> **Direction 1**
Copy everything in the Annette Meeks article from "- Party: Republican" down to "politician (born 1960)", word for word.
> **Direction 2**
Pick up the Annette Meeks article after its last sentence and keep writing it.

=== Source passage ===

Minnesota Metropolitan Council Member for the 7th District
- In office 2003–^{[when?]}
- Governor: Tim Pawlenty
- Succeeded by: Yassin Osman

Personal details
- Born: April 12, 1960 (age 66)
- Party: Republican
- Spouse: John E. "Jack" Meeks
- Education: American Campaign Academy University of Minnesota

= Annette Meeks =

American politician (born 1960)

Annette Meeks (born April 12, 1960) is a Minnesota Republican politician and a member of the state's Metropolitan Council. She was the 2010 endorsed Republican candidate for lieutenant governor, running with gubernatorial candidate Tom Emmer.

==Biography==
Meeks pursued a degree at the University of Minnesota in Minneapolis, and also graduated from the American Campaign Academy in Washington, D.C. She was deputy chief of staff for House Speaker Newt Gingrich during his time in office. She later was chief executive officer of the Center of the American Experiment, a conservative think tank, and as the vice chair of the Republican Party of Minnesota. She is the founder and CEO of the Freedom Foundation of Minnesota.

=== Extracted material ===

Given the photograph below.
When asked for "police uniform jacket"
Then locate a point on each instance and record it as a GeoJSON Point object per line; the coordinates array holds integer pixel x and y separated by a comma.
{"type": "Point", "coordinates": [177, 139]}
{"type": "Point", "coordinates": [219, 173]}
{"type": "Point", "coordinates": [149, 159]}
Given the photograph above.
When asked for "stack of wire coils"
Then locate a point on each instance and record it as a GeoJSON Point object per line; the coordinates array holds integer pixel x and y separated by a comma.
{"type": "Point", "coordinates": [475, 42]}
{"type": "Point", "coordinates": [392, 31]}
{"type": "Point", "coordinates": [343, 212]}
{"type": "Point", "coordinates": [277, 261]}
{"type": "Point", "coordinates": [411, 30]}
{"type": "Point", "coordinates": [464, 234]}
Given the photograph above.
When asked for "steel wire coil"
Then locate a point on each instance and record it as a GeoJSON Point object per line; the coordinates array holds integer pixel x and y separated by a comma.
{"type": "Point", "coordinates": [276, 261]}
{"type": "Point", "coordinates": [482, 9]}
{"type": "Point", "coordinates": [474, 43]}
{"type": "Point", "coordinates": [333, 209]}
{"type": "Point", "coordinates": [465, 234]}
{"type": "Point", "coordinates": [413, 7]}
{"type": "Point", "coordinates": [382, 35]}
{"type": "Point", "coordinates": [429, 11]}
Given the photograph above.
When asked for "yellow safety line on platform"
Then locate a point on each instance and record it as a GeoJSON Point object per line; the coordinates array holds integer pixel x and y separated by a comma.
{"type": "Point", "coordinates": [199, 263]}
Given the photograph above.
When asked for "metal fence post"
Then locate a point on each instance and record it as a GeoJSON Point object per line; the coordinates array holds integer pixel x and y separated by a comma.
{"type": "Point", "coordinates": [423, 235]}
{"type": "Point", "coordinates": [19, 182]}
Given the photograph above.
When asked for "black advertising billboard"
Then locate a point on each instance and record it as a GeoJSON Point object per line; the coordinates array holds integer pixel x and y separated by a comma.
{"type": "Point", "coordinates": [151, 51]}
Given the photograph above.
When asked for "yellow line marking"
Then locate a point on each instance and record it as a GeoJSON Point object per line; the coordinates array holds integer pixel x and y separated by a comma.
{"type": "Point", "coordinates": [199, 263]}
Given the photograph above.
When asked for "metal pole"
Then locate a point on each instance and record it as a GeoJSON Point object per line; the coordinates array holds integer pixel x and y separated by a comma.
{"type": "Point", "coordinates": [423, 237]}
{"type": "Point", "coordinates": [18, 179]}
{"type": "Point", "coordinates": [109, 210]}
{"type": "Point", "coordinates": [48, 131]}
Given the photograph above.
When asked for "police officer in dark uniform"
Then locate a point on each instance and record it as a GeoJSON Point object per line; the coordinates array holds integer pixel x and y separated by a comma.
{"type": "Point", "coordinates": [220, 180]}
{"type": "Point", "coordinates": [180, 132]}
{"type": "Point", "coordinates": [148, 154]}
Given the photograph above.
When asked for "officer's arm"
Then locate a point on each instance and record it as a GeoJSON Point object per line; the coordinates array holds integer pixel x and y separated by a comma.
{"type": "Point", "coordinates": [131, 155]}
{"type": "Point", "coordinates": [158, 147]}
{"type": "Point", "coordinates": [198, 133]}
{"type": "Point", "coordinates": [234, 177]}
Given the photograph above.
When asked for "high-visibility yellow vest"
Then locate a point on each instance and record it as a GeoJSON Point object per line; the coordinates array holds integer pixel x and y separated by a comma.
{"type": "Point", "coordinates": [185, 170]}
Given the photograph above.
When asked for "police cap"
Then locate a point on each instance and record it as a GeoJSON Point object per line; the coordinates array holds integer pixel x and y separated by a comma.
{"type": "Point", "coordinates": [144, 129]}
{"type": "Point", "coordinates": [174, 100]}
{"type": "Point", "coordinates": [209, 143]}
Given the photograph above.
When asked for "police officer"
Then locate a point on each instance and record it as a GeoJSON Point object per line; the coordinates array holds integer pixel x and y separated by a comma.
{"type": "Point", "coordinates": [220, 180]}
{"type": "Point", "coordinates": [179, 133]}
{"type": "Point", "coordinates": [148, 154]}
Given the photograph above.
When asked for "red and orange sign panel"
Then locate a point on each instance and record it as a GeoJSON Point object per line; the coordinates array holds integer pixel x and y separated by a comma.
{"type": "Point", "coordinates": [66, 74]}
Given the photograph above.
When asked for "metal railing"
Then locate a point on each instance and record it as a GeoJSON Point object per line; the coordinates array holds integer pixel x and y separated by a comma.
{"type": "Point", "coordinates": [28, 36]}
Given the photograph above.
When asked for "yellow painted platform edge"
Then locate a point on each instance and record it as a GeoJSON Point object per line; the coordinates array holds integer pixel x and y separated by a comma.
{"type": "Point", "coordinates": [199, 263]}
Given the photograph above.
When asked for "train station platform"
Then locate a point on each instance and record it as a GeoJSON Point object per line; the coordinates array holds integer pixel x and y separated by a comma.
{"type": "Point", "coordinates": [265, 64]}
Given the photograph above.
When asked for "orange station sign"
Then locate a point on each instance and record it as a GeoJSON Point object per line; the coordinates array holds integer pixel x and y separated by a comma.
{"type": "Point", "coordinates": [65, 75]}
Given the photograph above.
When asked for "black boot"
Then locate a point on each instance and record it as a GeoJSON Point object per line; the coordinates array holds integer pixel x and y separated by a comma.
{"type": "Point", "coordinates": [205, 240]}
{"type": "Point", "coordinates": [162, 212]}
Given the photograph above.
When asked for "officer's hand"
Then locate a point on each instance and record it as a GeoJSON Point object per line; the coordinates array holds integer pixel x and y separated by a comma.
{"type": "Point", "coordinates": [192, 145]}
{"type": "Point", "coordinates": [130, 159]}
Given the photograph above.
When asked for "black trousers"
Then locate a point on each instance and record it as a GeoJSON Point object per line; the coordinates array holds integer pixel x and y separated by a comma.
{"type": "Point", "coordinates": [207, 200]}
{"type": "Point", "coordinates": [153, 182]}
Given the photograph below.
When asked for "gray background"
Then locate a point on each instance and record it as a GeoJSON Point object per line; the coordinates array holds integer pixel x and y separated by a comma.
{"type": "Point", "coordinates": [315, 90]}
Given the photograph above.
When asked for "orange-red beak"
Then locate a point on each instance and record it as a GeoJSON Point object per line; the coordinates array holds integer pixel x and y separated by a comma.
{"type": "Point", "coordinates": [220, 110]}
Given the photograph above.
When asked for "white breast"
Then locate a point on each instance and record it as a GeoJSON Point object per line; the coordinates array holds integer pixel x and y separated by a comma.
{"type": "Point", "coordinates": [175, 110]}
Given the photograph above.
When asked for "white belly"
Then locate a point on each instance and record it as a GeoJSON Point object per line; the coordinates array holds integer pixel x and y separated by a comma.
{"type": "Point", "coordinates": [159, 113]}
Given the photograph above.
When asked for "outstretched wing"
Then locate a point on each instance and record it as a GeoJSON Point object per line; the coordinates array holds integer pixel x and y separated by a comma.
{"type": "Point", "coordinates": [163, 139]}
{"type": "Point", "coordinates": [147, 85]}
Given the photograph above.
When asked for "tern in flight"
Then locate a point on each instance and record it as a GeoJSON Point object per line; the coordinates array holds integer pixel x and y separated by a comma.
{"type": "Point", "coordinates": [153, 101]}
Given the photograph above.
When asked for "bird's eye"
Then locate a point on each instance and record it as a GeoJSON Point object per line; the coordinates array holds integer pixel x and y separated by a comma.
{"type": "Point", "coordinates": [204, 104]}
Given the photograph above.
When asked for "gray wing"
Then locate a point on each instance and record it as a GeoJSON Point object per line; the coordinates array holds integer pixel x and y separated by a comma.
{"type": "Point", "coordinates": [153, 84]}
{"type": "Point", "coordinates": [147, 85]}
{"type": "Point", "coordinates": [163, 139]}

===

> **Response 1**
- Party: Republican
- Spouse: John E. "Jack" Meeks
- Education: American Campaign Academy University of Minnesota

= Annette Meeks =

American politician (born 1960)

> **Response 2**
Meeks was appointed to Minnesota's Metropolitan Council in 2003 by Governor Tim Pawlenty. She was reappointed to a second four-year term in 2007. She was vice chair of the Council's Community Development and Transportation Committees. She is no longer a member of the Met Council.

On April 28, 2010, state representative and gubernatorial candidate Tom Emmer named Meeks as his running mate. It was noted that she had previously argued that the position of lieutenant governor should be abolished.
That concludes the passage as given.